### Task prompt
Copy out all of the records below word for word.

Object detection data

▼▼▼

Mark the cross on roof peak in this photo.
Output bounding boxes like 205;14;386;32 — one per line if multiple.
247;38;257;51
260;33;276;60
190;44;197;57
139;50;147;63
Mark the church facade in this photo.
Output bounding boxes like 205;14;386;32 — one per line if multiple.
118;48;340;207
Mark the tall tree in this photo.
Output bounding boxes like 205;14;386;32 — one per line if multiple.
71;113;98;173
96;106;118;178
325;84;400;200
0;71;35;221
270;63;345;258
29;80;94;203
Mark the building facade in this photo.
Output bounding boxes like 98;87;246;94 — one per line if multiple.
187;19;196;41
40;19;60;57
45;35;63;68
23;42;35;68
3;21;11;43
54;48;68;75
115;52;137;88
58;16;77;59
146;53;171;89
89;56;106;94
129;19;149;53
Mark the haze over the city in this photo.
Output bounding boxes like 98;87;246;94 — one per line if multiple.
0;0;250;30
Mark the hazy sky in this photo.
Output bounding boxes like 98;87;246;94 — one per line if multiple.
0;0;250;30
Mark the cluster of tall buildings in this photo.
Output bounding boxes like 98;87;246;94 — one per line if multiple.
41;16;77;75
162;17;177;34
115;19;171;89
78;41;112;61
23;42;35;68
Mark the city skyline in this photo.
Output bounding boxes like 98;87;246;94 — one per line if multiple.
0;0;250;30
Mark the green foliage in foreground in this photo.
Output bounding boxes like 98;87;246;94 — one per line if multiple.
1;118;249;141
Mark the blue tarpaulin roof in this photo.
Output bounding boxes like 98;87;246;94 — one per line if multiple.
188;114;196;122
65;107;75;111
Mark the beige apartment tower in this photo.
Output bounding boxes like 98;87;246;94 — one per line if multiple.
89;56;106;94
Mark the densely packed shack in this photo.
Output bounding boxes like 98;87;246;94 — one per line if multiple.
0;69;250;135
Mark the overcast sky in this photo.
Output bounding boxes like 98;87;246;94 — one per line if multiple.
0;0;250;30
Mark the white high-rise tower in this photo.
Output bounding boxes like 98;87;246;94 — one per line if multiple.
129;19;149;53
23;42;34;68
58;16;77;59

▲▲▲

### Written answer
Mark the cross on roof peak in this photo.
Output bounding boxes like 205;14;386;32 — one per line if multiple.
247;38;257;51
260;33;276;60
190;44;197;57
139;50;147;63
Mark the church facade in this photo.
Output bounding boxes like 205;14;386;32 — one per line if multiple.
118;48;340;207
Mark the tall tree in this photo.
Output bounding boxes like 205;14;386;32 — one per line if multiple.
71;113;98;173
96;106;118;178
325;84;400;200
0;71;35;221
270;63;345;258
29;80;94;203
Mark the building facade in this photo.
Output bounding boxes like 98;87;246;94 — one per line if multiple.
187;19;196;41
40;19;60;57
45;35;63;68
23;42;35;68
3;21;11;43
54;48;68;75
115;52;137;88
58;16;77;59
146;53;171;89
89;56;106;94
129;19;149;53
Mark the haze over the city in this photo.
Output bounding boxes like 98;87;246;94 — one per line if multiple.
0;0;250;30
Mark the hazy sky in this photo.
Output bounding boxes like 98;87;246;94 — one per line if multiple.
0;0;250;30
Mark the cluster of tall buildings in this photo.
Output bounding boxes like 98;87;246;94 — one per line if multiple.
41;16;77;75
162;17;177;34
115;19;171;89
78;41;112;61
23;42;35;68
Mark the city skyline in this photo.
Output bounding boxes like 98;87;246;94 — one per line if multiple.
0;0;250;30
Mark the green foliage in foreground in this photo.
Output bounding boxes like 98;87;246;94 — one per line if multiple.
1;118;249;141
Mark the blue tarpaulin roof in this photo.
Output bounding boxes like 98;87;246;94 — one per line if multiple.
188;114;196;122
65;107;75;111
Mark the beige apartment tower in this photo.
Output bounding boxes like 98;87;246;94 — one per line if multiple.
89;56;106;94
Mark the densely packed shack in this photo.
Output bounding boxes like 98;87;246;94 — one per line if multiple.
0;69;250;135
Mark the overcast sky in this photo.
Output bounding boxes like 98;87;246;94 — one per line if multiple.
0;0;250;30
Mark the white high-rise tower in this photo.
Output bounding boxes like 98;87;246;94 — one per line if multiple.
129;19;149;53
23;42;34;68
58;16;77;59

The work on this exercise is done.